Quoted text >>
---*---

Management's Discussion and Analysis of Financial Condition and Results of Operations ("MD&A") is intended to provide investors and others with information we believe is necessary to understand our financial condition, changes in financial condition, results of operations and cash flows. This MD&A should be read in conjunction with our Consolidated Financial Statements and related Notes to Financial Statements and other information included in "Item 8. Financial Statements and Supplementary Data" in this 2010 Form 10-K.
The Company was formed to pursue a business combination with a target company yet to be identified and to provide a method for a domestic or foreign private company to become a reporting company whose securities would be qualified for trading in the United States secondary market. We were organized to provide a method for a foreign or domestic private company to become a reporting ("public") company whose securities are qualified for trading in the United States secondary market such as the New York Stock Exchange (NYSE), NASDAQ, NYSE Amex Equities, formerly known as the American Stock Exchange (AMEX), and the OTC Bulletin Board, and, as a vehicle to investigate and, if such investigation warrants, acquire a target company or business seeking the perceived advantages of being a publicly held corporation. The Company's principal business objective for the next 12 months and beyond such time will be to achieve long-term growth through business combinations rather than immediate, short-term earnings.
We have no operations and no operating history. We have no revenues or earnings from operations. We have no significant assets or financial resources.
Summary of Results
During the period of this Form 10-K, August 31, 2010 - August 31, 2011, the Company was engaged in identifying and analyzing potential new business opportunities suitable for completing a business combination. These activities were undertaken by or under the supervision of officers and directors of the Company who volunteer their time to the affairs of the Company. Throughout this reporting period, the Company incurred expenses associated with audits and reviews associated with reporting requirements of the Exchange Act of 1934, as amended, and for filing of the annual report with the state of incorporation, Florida. These expenses are described in Item 14, Principal Accounting Fees and Services, herein below. Up until June 30, 2011, these expenses were paid by Driver Tools, LLC, a Utah LLC whose sole Managing Member, William D. Kyle, is also a Director of the Company. Driver Tools made an unsolicited gift of the payment of these expenses to the Company with no expectation of remuneration or compensation; the gifting of these payments is also described in the Form 10-Q filings, for the Company. After June 30, 2011, Mr. Cecil VanDyke, Director and beneficial owner of all (100%) of the Company's issued and outstanding Common Stock paid these expenses in the form of an unsolicited gift with no expectation of remuneration or compensation.

---*---

Set problem 1 >>
Quote the MD&A excerpt word for word between "Management's Discussion and" and "2010 Form 10-K.", inclusive.
Set problem 2 >>
Render this sentence from the MD&A excerpt in Spanish: "We have no operations and no operating history."
Set problem 3 >>
Carry on the MD&A excerpt past its final sentence.
The records that come next are separate material and have no connection to the MD&A excerpt.

---*---

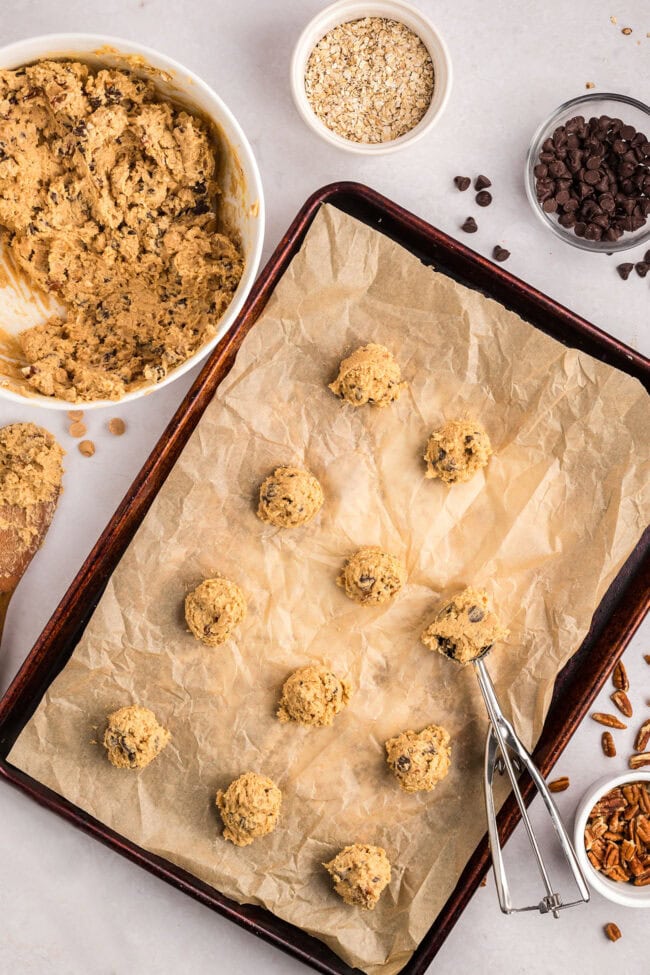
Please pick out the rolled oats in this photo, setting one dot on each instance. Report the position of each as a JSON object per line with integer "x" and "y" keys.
{"x": 370, "y": 80}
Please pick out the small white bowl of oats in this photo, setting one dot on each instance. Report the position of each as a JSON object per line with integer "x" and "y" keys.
{"x": 371, "y": 78}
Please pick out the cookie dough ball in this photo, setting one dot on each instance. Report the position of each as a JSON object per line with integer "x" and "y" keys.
{"x": 419, "y": 759}
{"x": 214, "y": 609}
{"x": 457, "y": 451}
{"x": 371, "y": 576}
{"x": 360, "y": 873}
{"x": 465, "y": 628}
{"x": 313, "y": 696}
{"x": 133, "y": 737}
{"x": 290, "y": 497}
{"x": 249, "y": 807}
{"x": 369, "y": 375}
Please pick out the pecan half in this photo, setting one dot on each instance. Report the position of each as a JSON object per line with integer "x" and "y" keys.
{"x": 607, "y": 741}
{"x": 620, "y": 678}
{"x": 608, "y": 719}
{"x": 622, "y": 702}
{"x": 643, "y": 737}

---*---

Exercise response 1 >>
Management's Discussion and Analysis of Financial Condition and Results of Operations ("MD&A") is intended to provide investors and others with information we believe is necessary to understand our financial condition, changes in financial condition, results of operations and cash flows. This MD&A should be read in conjunction with our Consolidated Financial Statements and related Notes to Financial Statements and other information included in "Item 8. Financial Statements and Supplementary Data" in this 2010 Form 10-K.

Exercise response 2 >>
No tenemos operaciones ni historial operativo.

Exercise response 3 >>
We have no operations. We have no revenues or earnings. We do not meet the test of "going concern" and our independent auditor has expressed substantial doubt about our ability to continue as a going concern due to our lack of committed funding and lack of revenue. Further, it is highly likely that we will continue to sustain expenses while endeavoring to identify a target business opportunity. Although our target business evaluation will seek to combine with a business opportunity that generates revenue, profits and immediate cash flow, there can be no assurance that if and when we identify and consummate a business combination with a target business opportunity that we will be able to generate revenue, profits or cash flow.
Looking Ahead
Our strategy continues to center on identifying a suitable target business opportunity and consummating a business combination. The analysis of potential new business opportunities, suitable for completing a business combination, will continue to be undertaken by or under the supervision of the officers and directors of the Company. In its efforts to analyze potential targets, the Company will consider the following kinds of factors, no one of which will be controlling. The Company's management will attempt to analyze all factors and circumstances and make a determination based upon reasonable investigative measures and available data.
1.
Potential for growth, indicated by new technology, anticipated market expansion or new products.
2.
Competitive position as compared to other firms of similar size and experience within the industry segment as well as within the industry as a whole.
3.
Strength and diversity of management, either in place or scheduled for recruitment.
4.
Capital requirements and anticipated availability of required funds, to be provided by the Company or from operations, through the sale of additional securities, through joint ventures or similar arrangements or from other sources.
5.
The cost of participation by the Company as compared to the perceived tangible and intangible values and potentials.
6.
The extent to which the business opportunity can be advanced.
7.
The accessibility of required management expertise, personnel, raw materials, services, professional assistance and other required items.
8.
Other relevant factors.
Liquidity and Capital Resources
On August 10, 2009, the Company issued 100,000 shares of its Common Stock, par value $0.001, to the Company's incorporator, Assured Equities, LLC, in exchange for $100. On June 30, 2011, Assured Equities LLC, is the sole owner of all (100%) of the Common Stock issued and outstanding by the Company, sold all 100,000 shares of the Company's Common Stock to Assured Equities IV Corporation (Form 8K incorporated herein by reference).
During the next 12 months, we anticipate incurring $5,000 (an average of approximately $415 per month) for accounting and auditing related expenses (including fees to review interim financial information), costs of filing Exchange Act reports and costs related to consummating a business combination.
At the Company's present 'quarterly burn rate' we will be out of money next quarter without additional funding. Further, we have no operating history, no revenue and lack profitable operations. This lack of operations and revenues may result in our incurring a net loss that will increase continuously until we can consummate a business combination with a profitable business opportunity.
Because of our lack of profits and possible increasing net losses and lacking operations, target business opportunities may decide to forgo a business combination with us placing further strain upon our liquidity and ability to raise capital.
To meet its future financial needs, the Company will aggressively seek to obtain capital either through loans, notes payable, through the issuance of shares of its common or preferred stock or other yet to be identified options. We have had no discussions with internal or external sources of liquidity or capital including stockholders, management or other investors regarding funding and no funding commitment has been obtained. The Company has not negotiated the terms of any capital raising activity; at the present time, the terms, conditions, amounts, price, and other details relating to potential sources of capital cannot be determined. Future capital raising activity will be substantially limited given current market conditions and will in all likelihood be restricted to existing stockholders, management or other individuals or entities.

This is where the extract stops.